Source data
□ □ □
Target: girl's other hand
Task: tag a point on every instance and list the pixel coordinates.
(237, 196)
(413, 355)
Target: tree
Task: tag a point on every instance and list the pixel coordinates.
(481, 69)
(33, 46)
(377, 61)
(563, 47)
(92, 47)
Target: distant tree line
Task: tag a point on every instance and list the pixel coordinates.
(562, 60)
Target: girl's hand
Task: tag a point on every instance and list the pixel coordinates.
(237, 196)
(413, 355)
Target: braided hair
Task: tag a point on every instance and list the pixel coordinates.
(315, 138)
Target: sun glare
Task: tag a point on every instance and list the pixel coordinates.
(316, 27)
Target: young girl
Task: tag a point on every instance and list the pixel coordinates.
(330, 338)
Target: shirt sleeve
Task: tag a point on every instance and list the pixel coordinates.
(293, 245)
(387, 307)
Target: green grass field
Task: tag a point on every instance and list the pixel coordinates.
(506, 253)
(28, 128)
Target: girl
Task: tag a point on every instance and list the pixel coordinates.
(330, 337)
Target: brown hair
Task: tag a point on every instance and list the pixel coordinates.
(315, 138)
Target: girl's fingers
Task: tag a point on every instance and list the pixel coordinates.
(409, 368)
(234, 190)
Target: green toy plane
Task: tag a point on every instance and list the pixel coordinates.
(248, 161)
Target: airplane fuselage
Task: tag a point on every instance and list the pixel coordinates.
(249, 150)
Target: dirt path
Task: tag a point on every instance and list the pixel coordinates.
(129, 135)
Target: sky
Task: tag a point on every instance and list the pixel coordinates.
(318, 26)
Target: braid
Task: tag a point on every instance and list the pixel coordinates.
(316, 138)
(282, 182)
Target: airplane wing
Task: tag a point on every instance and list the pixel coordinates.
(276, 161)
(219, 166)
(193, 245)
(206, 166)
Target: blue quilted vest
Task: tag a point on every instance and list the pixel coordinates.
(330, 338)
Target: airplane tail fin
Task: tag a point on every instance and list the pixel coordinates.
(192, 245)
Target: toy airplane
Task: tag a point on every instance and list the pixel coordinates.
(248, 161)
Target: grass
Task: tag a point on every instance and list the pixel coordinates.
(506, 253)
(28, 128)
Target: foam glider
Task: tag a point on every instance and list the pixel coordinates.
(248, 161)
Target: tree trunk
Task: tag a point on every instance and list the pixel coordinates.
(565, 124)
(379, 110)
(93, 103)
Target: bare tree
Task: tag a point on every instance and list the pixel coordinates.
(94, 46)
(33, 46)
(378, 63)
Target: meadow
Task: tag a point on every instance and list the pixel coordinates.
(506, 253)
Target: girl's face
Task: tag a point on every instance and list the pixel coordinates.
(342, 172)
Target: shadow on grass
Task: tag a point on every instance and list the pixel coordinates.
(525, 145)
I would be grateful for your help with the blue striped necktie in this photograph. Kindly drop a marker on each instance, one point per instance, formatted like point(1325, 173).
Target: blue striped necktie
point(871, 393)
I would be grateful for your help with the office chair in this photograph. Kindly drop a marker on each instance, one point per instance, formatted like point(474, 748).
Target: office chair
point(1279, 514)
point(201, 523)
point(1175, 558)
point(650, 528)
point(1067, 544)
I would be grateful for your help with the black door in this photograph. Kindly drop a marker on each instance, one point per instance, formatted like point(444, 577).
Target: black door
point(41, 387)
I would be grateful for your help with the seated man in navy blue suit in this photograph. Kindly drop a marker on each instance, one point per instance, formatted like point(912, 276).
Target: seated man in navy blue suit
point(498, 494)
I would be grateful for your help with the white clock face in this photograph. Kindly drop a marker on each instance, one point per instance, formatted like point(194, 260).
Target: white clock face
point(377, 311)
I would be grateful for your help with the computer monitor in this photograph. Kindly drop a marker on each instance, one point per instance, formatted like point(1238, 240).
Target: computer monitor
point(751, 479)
□ □ □
**Objective:** Return every line of the material exactly.

**Worked answer:**
Target: girl's other hand
Task: tag a point on every instance and list the pixel coordinates.
(237, 196)
(413, 355)
Target: tree
Task: tag a point on every instance and list the pixel coordinates.
(481, 69)
(33, 46)
(377, 61)
(563, 47)
(92, 47)
Target: distant tree line
Task: tag a point on every instance and list the pixel coordinates.
(562, 60)
Target: girl's hand
Task: tag a point on every instance and list the pixel coordinates.
(237, 196)
(413, 355)
Target: braided hair
Task: tag a point on every instance and list the pixel coordinates.
(315, 138)
Target: sun glare
Task: tag a point on every instance and list the pixel coordinates.
(316, 27)
Target: young girl
Task: tag a point on every instance and list the pixel coordinates.
(330, 338)
Target: shirt sleeve
Task: tag a point on every instance and list the pixel coordinates.
(293, 245)
(387, 307)
Target: green grass field
Task: tag a point on every instance and list the pixel coordinates.
(506, 253)
(28, 128)
Target: girl
Task: tag a point on every instance and list the pixel coordinates.
(330, 337)
Target: brown hair
Task: tag a point on every instance and list the pixel coordinates.
(315, 138)
Target: girl's fingers
Task: tag a point on every instance and list the pixel coordinates.
(409, 368)
(234, 190)
Target: green toy plane
Task: tag a point on every instance and list the pixel coordinates.
(248, 161)
Target: airplane fuselage
Task: tag a point on every instance and list the pixel coordinates.
(249, 150)
Target: dirt path
Task: tag a point on every instance and list the pixel coordinates.
(129, 135)
Target: sky
Task: tag a point on every instance and list the pixel coordinates.
(318, 26)
Target: braid
Task: tag a point on every instance and list the pixel coordinates.
(316, 138)
(282, 182)
Target: airplane wing
Task: tag a point on every instance and list the pixel coordinates.
(276, 161)
(219, 166)
(193, 245)
(206, 166)
Target: blue quilted vest
Task: tag a point on every instance and list the pixel coordinates.
(330, 338)
Target: airplane tail fin
Task: tag a point on every instance and list the pixel coordinates.
(192, 245)
Target: toy airplane
Task: tag a point on every instance and list the pixel coordinates.
(248, 161)
Target: grass
Task: tag a point on every instance and list the pixel coordinates.
(506, 253)
(28, 128)
Target: foam glider
Task: tag a point on every instance and list the pixel coordinates.
(248, 161)
Target: tree trunk
Task: tag a point on every instance and list the pixel coordinates.
(565, 124)
(379, 110)
(93, 103)
Target: bare tree
Task: tag a point on every instance and list the pixel coordinates.
(94, 46)
(33, 46)
(378, 63)
Target: meadow
Task: tag a point on every instance and list the pixel coordinates.
(506, 253)
Target: girl's face
Task: tag a point on every instance and list the pixel coordinates.
(342, 172)
Target: shadow on grass
Task: tag a point on every instance and list the pixel coordinates.
(525, 145)
I would be grateful for your help with the blue striped necktie in this photograph. Kindly drop a marker on each instance, one point per instance, formatted like point(1325, 173).
Target: blue striped necktie
point(871, 393)
I would be grateful for your help with the office chair in this photograph. Kindly drop a marker on each instance, one point per instance, formatted like point(474, 748).
Target: office chair
point(1279, 514)
point(201, 523)
point(1175, 558)
point(650, 528)
point(1067, 544)
I would be grateful for your help with the black door in this photograph. Kindly drop a marker on each instance, one point per instance, formatted like point(444, 577).
Target: black door
point(41, 387)
I would be grateful for your help with the seated man in navy blue suit in this photograph. Kindly drop a marker on each instance, one point per instance, formatted like point(912, 276).
Target: seated man in navy blue suit
point(498, 494)
I would be grateful for your help with the white clock face in this photograph. Kindly drop a marker on each instance, one point per instance, formatted like point(194, 260).
Target: white clock face
point(377, 311)
I would be grateful for your help with the computer monitor in this photograph. Kindly drop a marker on each instance, one point per instance, formatted like point(1238, 240).
Target: computer monitor
point(751, 479)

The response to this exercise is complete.